Nas últimas décadas, os casos de doenças auto-imunes, como a esclerose múltipla, a diabetes tipo 1 e a artrite reumatóide, têm vindo a aumentar. Três trabalhos científicos, em ratinhos, revelam agora que pode ter-se descoberto uma das razões para esse aumento: o sal.

Na edição desta semana, a revista Nature publicou três trabalhos científicos, liderados por investigadores das faculdades de medicina de Yale e Harvard e do Instituto Broad, nos Estados Unidos, que põem a hipótese de o sal potenciar as doenças auto-imunes.

Os investigadores aplicaram a ratinhos uma dieta com quantidades bastante elevadas de sal, ou cloreto de sódio. Observaram, então, que o sal potencia a produção de um tipo de células imunitárias, os linfócitos T. Estas células são importantes para combater agentes infecciosos, mas, quando são de mais, podem entrar em conflito com o organismo e desencadear doenças auto-imunes.

Em demasia e em conjunto com factores genéticos e ambientais, podem surgir doenças auto-imunes, em que as defesas do organismo deixam de reconhecer os próprios tecidos e atacam-nos como se fossem intrusos.

“Actualmente, as dietas ocidentais têm altos níveis de sal e isso levou ao aumento da hipertensão e, possivelmente, também das doenças auto-imunes”, refere David Hafler, um dos autores do estudo de Yale, citado num comunicado de imprensa.

OBJETIVO DO EXERCÍCIO:
No texto sobre o sal e as doenças auto-imunes, que tipo de células imunitárias o sal fez aumentar nos ratinhos? Este material provém de uma fonte diferente.

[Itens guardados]
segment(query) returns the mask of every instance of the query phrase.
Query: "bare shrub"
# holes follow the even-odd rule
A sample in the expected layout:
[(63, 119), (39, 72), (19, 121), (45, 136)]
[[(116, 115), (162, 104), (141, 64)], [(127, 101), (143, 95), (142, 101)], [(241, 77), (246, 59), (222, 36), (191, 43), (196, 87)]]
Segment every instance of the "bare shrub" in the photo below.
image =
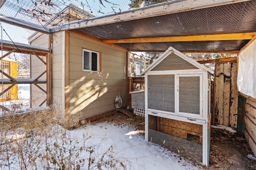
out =
[(98, 152), (99, 146), (88, 142), (95, 137), (85, 131), (74, 133), (69, 130), (79, 127), (78, 119), (63, 120), (50, 109), (5, 114), (0, 118), (0, 168), (89, 170), (131, 166), (128, 159), (114, 154), (113, 145)]

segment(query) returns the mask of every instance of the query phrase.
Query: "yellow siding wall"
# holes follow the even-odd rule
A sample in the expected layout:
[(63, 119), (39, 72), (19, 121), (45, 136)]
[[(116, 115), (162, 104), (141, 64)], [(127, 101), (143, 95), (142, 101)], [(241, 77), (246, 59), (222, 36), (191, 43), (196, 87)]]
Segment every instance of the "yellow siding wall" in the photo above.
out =
[[(69, 47), (71, 115), (82, 119), (114, 109), (119, 88), (127, 106), (126, 51), (70, 33)], [(83, 48), (101, 53), (101, 72), (82, 71)]]

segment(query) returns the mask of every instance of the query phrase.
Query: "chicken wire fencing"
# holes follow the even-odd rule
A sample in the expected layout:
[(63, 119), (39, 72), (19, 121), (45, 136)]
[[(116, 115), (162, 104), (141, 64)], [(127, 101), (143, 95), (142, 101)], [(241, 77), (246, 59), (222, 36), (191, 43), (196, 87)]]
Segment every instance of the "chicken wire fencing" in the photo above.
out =
[(0, 113), (46, 106), (46, 58), (12, 53), (0, 61)]
[[(200, 137), (189, 133), (182, 138), (178, 137), (174, 135), (176, 132), (173, 132), (176, 130), (172, 127), (173, 125), (168, 127), (163, 126), (161, 121), (153, 123), (152, 120), (156, 119), (157, 117), (150, 116), (148, 141), (172, 150), (194, 163), (202, 162), (203, 148)], [(172, 132), (174, 134), (170, 135)], [(180, 132), (181, 133), (183, 133), (183, 132)]]

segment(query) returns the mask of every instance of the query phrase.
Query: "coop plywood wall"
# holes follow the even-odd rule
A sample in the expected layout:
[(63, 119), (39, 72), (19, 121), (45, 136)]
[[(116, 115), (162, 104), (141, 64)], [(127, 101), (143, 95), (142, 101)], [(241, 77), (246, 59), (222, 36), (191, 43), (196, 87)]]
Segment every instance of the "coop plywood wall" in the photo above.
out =
[(236, 128), (237, 63), (216, 63), (215, 67), (215, 123)]

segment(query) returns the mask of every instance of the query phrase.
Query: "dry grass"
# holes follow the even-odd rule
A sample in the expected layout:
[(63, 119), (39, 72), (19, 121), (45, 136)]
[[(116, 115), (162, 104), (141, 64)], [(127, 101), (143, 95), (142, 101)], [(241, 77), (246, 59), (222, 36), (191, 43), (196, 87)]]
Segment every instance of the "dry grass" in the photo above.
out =
[[(104, 166), (126, 169), (123, 162), (128, 160), (106, 158), (113, 153), (112, 146), (99, 155), (95, 147), (86, 145), (94, 137), (73, 135), (69, 130), (78, 127), (78, 117), (63, 120), (59, 115), (50, 109), (19, 115), (5, 113), (0, 117), (0, 168), (78, 170), (85, 164), (88, 169)], [(88, 157), (81, 156), (82, 152)]]

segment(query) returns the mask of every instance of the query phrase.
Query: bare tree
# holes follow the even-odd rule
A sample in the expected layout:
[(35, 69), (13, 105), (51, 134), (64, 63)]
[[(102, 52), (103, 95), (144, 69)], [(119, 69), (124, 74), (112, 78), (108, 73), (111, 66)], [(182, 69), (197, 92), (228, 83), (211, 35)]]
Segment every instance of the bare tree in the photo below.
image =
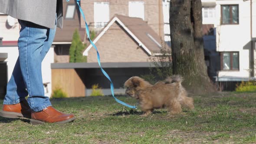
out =
[(200, 0), (171, 0), (170, 27), (173, 73), (194, 93), (213, 92), (204, 62)]

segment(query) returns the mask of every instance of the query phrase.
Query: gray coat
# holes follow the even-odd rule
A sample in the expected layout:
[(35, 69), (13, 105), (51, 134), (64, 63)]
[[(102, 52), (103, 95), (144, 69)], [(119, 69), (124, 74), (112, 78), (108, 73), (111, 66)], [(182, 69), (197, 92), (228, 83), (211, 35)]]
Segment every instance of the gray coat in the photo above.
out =
[(62, 0), (0, 0), (0, 12), (18, 19), (53, 29), (62, 28)]

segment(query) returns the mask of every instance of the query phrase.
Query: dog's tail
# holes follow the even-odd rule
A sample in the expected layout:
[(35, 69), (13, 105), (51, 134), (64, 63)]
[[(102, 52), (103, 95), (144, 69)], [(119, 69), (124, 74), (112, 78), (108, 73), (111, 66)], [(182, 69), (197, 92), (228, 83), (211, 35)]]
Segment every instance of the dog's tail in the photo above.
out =
[(181, 84), (182, 81), (183, 81), (183, 78), (180, 75), (173, 75), (171, 76), (169, 76), (164, 81), (166, 84), (174, 82), (178, 82)]

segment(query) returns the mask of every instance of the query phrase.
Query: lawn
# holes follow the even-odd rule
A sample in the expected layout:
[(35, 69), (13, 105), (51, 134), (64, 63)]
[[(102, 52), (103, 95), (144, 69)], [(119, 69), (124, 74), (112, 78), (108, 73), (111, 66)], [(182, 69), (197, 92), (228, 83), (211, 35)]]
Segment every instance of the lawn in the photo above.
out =
[(0, 117), (0, 143), (256, 143), (256, 93), (192, 96), (193, 111), (170, 115), (160, 109), (148, 117), (111, 96), (53, 99), (56, 109), (75, 115), (74, 122), (32, 126), (27, 120)]

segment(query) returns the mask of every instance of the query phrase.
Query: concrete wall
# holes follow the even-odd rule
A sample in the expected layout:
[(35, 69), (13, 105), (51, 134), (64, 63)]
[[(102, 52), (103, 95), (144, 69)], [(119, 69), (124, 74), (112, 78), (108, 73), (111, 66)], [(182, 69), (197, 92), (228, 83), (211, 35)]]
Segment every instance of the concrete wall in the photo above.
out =
[[(164, 23), (161, 0), (85, 0), (81, 1), (81, 5), (85, 13), (86, 22), (90, 26), (89, 29), (92, 30), (94, 29), (94, 2), (109, 2), (109, 18), (111, 19), (116, 14), (128, 16), (129, 2), (137, 1), (144, 2), (144, 20), (148, 22), (157, 33), (163, 38)], [(82, 16), (81, 20), (82, 20)], [(82, 27), (85, 26), (83, 20), (81, 20), (81, 26)]]

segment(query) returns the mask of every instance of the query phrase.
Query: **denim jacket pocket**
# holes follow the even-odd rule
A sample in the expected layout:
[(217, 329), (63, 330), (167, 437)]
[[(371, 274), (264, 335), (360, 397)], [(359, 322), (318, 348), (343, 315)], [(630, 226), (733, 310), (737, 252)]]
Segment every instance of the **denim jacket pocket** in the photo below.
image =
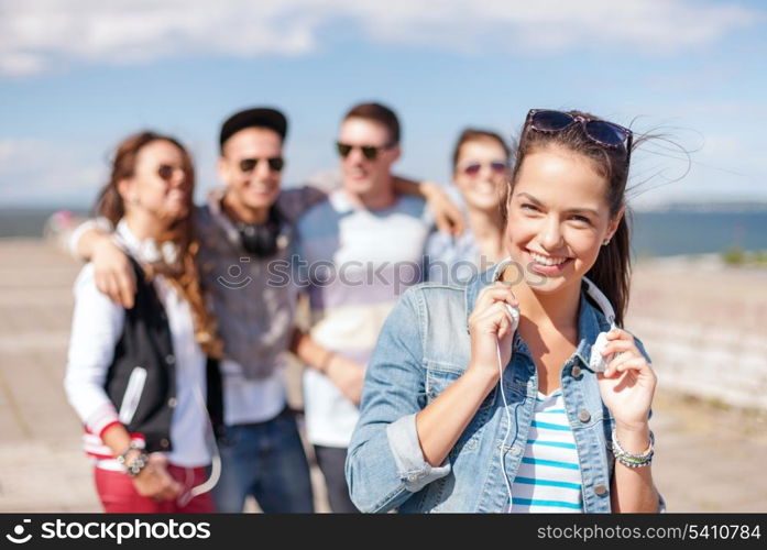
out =
[[(434, 402), (441, 395), (447, 387), (456, 382), (463, 370), (452, 365), (439, 364), (428, 365), (426, 374), (426, 398), (427, 403)], [(454, 458), (459, 452), (473, 451), (479, 448), (479, 442), (482, 435), (482, 428), (487, 424), (492, 416), (492, 407), (495, 403), (497, 386), (494, 387), (480, 404), (476, 414), (467, 426), (463, 433), (456, 442), (456, 446), (450, 451), (450, 458)]]

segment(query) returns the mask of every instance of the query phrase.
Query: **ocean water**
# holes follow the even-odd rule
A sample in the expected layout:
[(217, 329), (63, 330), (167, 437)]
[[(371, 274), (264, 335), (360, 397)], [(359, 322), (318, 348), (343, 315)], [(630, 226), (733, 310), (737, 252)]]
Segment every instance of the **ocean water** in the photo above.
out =
[(632, 248), (638, 257), (767, 250), (767, 211), (635, 212)]
[[(43, 237), (54, 209), (1, 209), (0, 238)], [(75, 212), (86, 216), (85, 210)], [(637, 257), (721, 252), (730, 246), (767, 250), (767, 210), (635, 212), (632, 245)]]

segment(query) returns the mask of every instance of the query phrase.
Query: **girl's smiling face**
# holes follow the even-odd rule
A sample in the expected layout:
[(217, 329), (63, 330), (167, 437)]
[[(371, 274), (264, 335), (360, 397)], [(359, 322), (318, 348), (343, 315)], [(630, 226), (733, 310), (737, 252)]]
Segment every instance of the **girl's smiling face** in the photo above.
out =
[(525, 156), (508, 201), (506, 245), (535, 292), (580, 285), (594, 265), (623, 216), (611, 217), (607, 186), (592, 161), (567, 147)]

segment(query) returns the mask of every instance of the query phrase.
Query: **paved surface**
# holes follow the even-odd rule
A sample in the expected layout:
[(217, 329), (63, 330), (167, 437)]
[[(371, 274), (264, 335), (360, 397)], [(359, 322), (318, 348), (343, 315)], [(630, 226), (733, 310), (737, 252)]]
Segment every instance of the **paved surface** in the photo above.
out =
[[(0, 240), (0, 512), (99, 510), (62, 389), (78, 270), (42, 242)], [(293, 372), (292, 400), (295, 381)], [(767, 512), (763, 414), (660, 392), (653, 428), (654, 474), (669, 512)], [(313, 476), (327, 510), (316, 468)]]

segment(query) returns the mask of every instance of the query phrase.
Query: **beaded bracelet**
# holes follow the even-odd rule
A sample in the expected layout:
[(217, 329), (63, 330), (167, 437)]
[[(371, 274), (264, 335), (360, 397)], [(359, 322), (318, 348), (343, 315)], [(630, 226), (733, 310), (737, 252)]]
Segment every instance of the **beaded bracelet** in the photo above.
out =
[(655, 454), (655, 435), (650, 430), (650, 443), (647, 449), (640, 454), (633, 454), (626, 451), (617, 440), (615, 428), (613, 428), (613, 455), (621, 464), (628, 468), (643, 468), (653, 463)]
[[(128, 460), (128, 453), (133, 450), (139, 451), (139, 455), (133, 459), (130, 464), (127, 464), (125, 461)], [(139, 444), (135, 441), (131, 441), (128, 449), (125, 449), (119, 457), (116, 457), (116, 460), (118, 461), (118, 464), (125, 469), (125, 472), (131, 477), (139, 475), (146, 464), (149, 464), (149, 455), (144, 452), (144, 446)]]

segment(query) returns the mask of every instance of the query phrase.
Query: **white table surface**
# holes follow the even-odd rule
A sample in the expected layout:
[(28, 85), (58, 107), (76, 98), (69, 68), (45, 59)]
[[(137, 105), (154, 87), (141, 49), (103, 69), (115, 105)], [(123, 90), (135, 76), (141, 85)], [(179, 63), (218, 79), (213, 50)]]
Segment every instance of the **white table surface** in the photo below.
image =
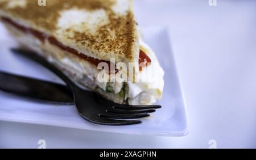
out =
[[(185, 137), (0, 121), (0, 148), (256, 148), (256, 1), (135, 0), (141, 26), (169, 30), (187, 103)], [(1, 105), (1, 104), (0, 104)], [(212, 142), (211, 141), (211, 142)]]

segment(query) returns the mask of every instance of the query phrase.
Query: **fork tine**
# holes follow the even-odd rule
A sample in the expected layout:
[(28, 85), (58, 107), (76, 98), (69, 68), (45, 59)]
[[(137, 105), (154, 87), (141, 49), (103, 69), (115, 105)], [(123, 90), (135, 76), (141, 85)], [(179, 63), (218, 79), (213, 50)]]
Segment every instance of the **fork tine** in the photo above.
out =
[(87, 118), (83, 115), (79, 113), (79, 114), (85, 120), (98, 124), (106, 125), (132, 125), (136, 124), (140, 124), (142, 123), (141, 120), (117, 120), (108, 119), (103, 117), (97, 116), (94, 120), (92, 120)]
[(148, 106), (130, 106), (127, 104), (115, 104), (113, 108), (123, 110), (139, 110), (148, 109), (158, 109), (161, 108), (160, 105), (148, 105)]
[(155, 112), (155, 110), (123, 110), (119, 109), (113, 109), (110, 110), (106, 110), (106, 112), (111, 113), (117, 113), (117, 114), (138, 114), (138, 113), (149, 113)]
[(101, 117), (105, 117), (114, 119), (140, 119), (150, 116), (148, 113), (134, 114), (134, 115), (121, 115), (121, 114), (99, 114)]

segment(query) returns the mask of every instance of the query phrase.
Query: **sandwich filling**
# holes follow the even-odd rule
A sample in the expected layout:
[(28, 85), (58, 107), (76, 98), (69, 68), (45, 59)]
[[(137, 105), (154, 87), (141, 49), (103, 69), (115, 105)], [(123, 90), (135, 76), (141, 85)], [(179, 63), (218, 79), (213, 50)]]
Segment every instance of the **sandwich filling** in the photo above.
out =
[[(98, 1), (105, 2), (104, 1)], [(122, 0), (117, 2), (122, 1), (128, 2), (129, 1)], [(28, 2), (31, 1), (27, 1), (26, 2), (29, 3), (30, 2)], [(60, 1), (55, 0), (54, 2), (58, 2), (59, 3)], [(68, 1), (67, 2), (71, 1)], [(80, 1), (74, 0), (72, 2), (73, 2), (72, 3), (79, 3)], [(94, 4), (95, 2), (92, 2), (88, 3)], [(55, 3), (52, 3), (52, 7), (53, 7), (53, 5)], [(56, 3), (56, 4), (57, 3)], [(69, 3), (67, 2), (67, 4)], [(105, 2), (102, 3), (104, 4)], [(62, 5), (63, 3), (60, 4)], [(82, 5), (82, 3), (81, 3), (81, 5)], [(28, 5), (27, 4), (27, 5)], [(104, 6), (102, 6), (103, 8), (106, 8)], [(113, 10), (118, 12), (119, 9), (120, 7), (114, 5)], [(19, 9), (18, 11), (19, 12), (20, 10), (22, 10)], [(38, 11), (38, 10), (35, 10), (35, 12)], [(106, 11), (109, 14), (112, 12), (108, 10)], [(0, 16), (6, 28), (17, 40), (20, 47), (35, 51), (37, 53), (44, 57), (49, 62), (54, 64), (61, 69), (64, 73), (80, 86), (89, 87), (94, 90), (105, 98), (118, 103), (147, 105), (155, 103), (156, 100), (160, 99), (164, 85), (164, 71), (160, 67), (154, 52), (139, 36), (137, 36), (139, 35), (138, 33), (134, 33), (135, 31), (137, 32), (137, 30), (134, 30), (135, 27), (133, 24), (134, 22), (132, 20), (132, 15), (128, 14), (127, 16), (131, 16), (131, 20), (123, 23), (119, 22), (118, 18), (113, 19), (109, 15), (109, 19), (113, 19), (110, 20), (110, 22), (113, 21), (113, 22), (116, 23), (117, 26), (119, 26), (115, 29), (113, 28), (111, 25), (108, 27), (105, 26), (104, 25), (106, 24), (106, 22), (102, 22), (102, 19), (97, 18), (97, 14), (104, 15), (101, 10), (98, 11), (97, 10), (94, 11), (93, 16), (90, 17), (86, 15), (90, 18), (95, 19), (90, 22), (97, 23), (98, 23), (97, 22), (99, 21), (100, 22), (98, 23), (102, 23), (101, 24), (102, 29), (99, 29), (101, 31), (100, 32), (105, 33), (107, 31), (106, 33), (110, 34), (109, 35), (108, 35), (106, 37), (105, 37), (105, 35), (102, 35), (100, 37), (96, 36), (97, 38), (94, 39), (94, 36), (88, 37), (84, 34), (84, 30), (80, 31), (80, 30), (81, 30), (81, 28), (85, 30), (86, 27), (89, 27), (88, 28), (90, 28), (92, 31), (90, 31), (90, 33), (88, 33), (88, 34), (95, 35), (101, 35), (101, 32), (96, 33), (98, 31), (93, 30), (93, 26), (94, 24), (92, 22), (92, 24), (90, 23), (90, 22), (88, 22), (88, 24), (86, 24), (85, 26), (81, 24), (83, 23), (80, 21), (88, 19), (88, 17), (86, 17), (85, 15), (82, 15), (84, 12), (81, 12), (80, 14), (77, 12), (80, 12), (80, 11), (72, 9), (67, 10), (63, 12), (64, 13), (61, 14), (61, 16), (59, 18), (58, 20), (57, 20), (58, 22), (57, 26), (61, 26), (61, 29), (60, 30), (55, 31), (53, 34), (49, 33), (47, 30), (46, 31), (42, 31), (42, 28), (35, 30), (35, 28), (38, 28), (35, 27), (34, 26), (30, 26), (26, 23), (20, 22), (19, 20), (17, 20), (16, 17), (12, 18), (11, 18), (12, 16), (8, 14), (5, 15), (2, 13), (1, 14), (0, 12), (0, 15), (1, 15)], [(20, 14), (22, 15), (23, 13), (20, 12)], [(73, 15), (74, 18), (79, 15), (81, 17), (75, 19), (68, 19), (68, 18), (72, 17), (72, 15)], [(24, 15), (23, 16), (26, 17), (30, 15)], [(126, 16), (125, 15), (124, 16)], [(77, 20), (79, 19), (80, 19), (79, 20), (80, 21)], [(127, 19), (127, 20), (128, 19)], [(46, 23), (48, 22), (46, 22)], [(123, 24), (125, 24), (125, 26), (122, 26)], [(80, 28), (78, 27), (78, 26), (80, 26), (79, 25), (82, 25), (82, 27), (81, 28), (82, 26), (80, 26)], [(133, 28), (133, 30), (125, 29), (126, 30), (124, 32), (120, 29), (125, 28), (124, 27)], [(47, 27), (46, 27), (46, 28), (47, 28)], [(76, 28), (74, 29), (73, 28)], [(106, 31), (106, 28), (110, 28), (110, 30)], [(69, 30), (73, 30), (73, 33), (71, 35), (69, 35)], [(133, 37), (130, 37), (128, 35), (130, 33), (133, 35)], [(76, 34), (79, 35), (78, 37), (76, 37)], [(120, 37), (118, 37), (118, 35)], [(69, 39), (71, 36), (74, 36), (76, 39)], [(89, 39), (89, 43), (88, 43), (88, 40), (85, 39), (86, 37)], [(74, 40), (75, 40), (74, 41)], [(109, 41), (111, 43), (108, 43)], [(65, 42), (63, 43), (64, 41)], [(74, 45), (74, 43), (76, 43), (77, 46)], [(102, 45), (103, 46), (101, 46)], [(114, 46), (113, 46), (113, 45)], [(137, 45), (138, 45), (138, 47)], [(93, 50), (93, 48), (94, 47), (92, 47), (92, 48), (89, 49), (85, 47), (80, 49), (83, 48), (82, 47), (83, 46), (86, 46), (86, 47), (96, 46), (97, 47), (95, 47), (96, 48), (94, 49), (97, 49), (97, 50)], [(126, 49), (125, 49), (125, 48)], [(98, 52), (96, 53), (94, 52)], [(111, 54), (114, 53), (114, 58), (117, 58), (117, 64), (109, 60), (109, 57), (109, 57), (111, 54), (110, 53), (105, 53), (105, 54), (102, 53), (103, 56), (100, 54), (100, 53), (104, 52), (110, 52)], [(107, 55), (107, 56), (106, 57), (105, 55)], [(137, 61), (136, 62), (136, 61)], [(115, 78), (114, 76), (110, 76), (110, 81), (108, 82), (100, 82), (98, 81), (98, 75), (102, 71), (102, 69), (98, 68), (99, 64), (104, 62), (108, 65), (108, 69), (105, 70), (104, 68), (103, 71), (107, 73), (108, 75), (117, 75), (122, 73), (121, 70), (117, 69), (117, 62), (122, 61), (125, 61), (126, 64), (129, 61), (136, 62), (137, 65), (135, 65), (137, 69), (135, 69), (134, 73), (134, 75), (137, 75), (136, 81), (134, 81), (134, 78), (133, 77), (131, 80), (130, 75), (127, 75), (129, 77), (128, 79), (122, 77), (118, 82), (112, 81), (113, 80), (112, 78)], [(141, 64), (143, 65), (139, 65)], [(114, 68), (111, 67), (113, 65), (114, 66)], [(127, 74), (127, 71), (125, 71), (125, 73)]]

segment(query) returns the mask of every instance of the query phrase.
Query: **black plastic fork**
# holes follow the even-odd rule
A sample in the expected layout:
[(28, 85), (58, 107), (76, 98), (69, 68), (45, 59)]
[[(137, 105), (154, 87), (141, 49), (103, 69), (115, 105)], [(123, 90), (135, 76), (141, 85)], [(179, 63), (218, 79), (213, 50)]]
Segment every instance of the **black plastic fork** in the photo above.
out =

RESULTADO DO EXERCÍCIO:
Os linfócitos T.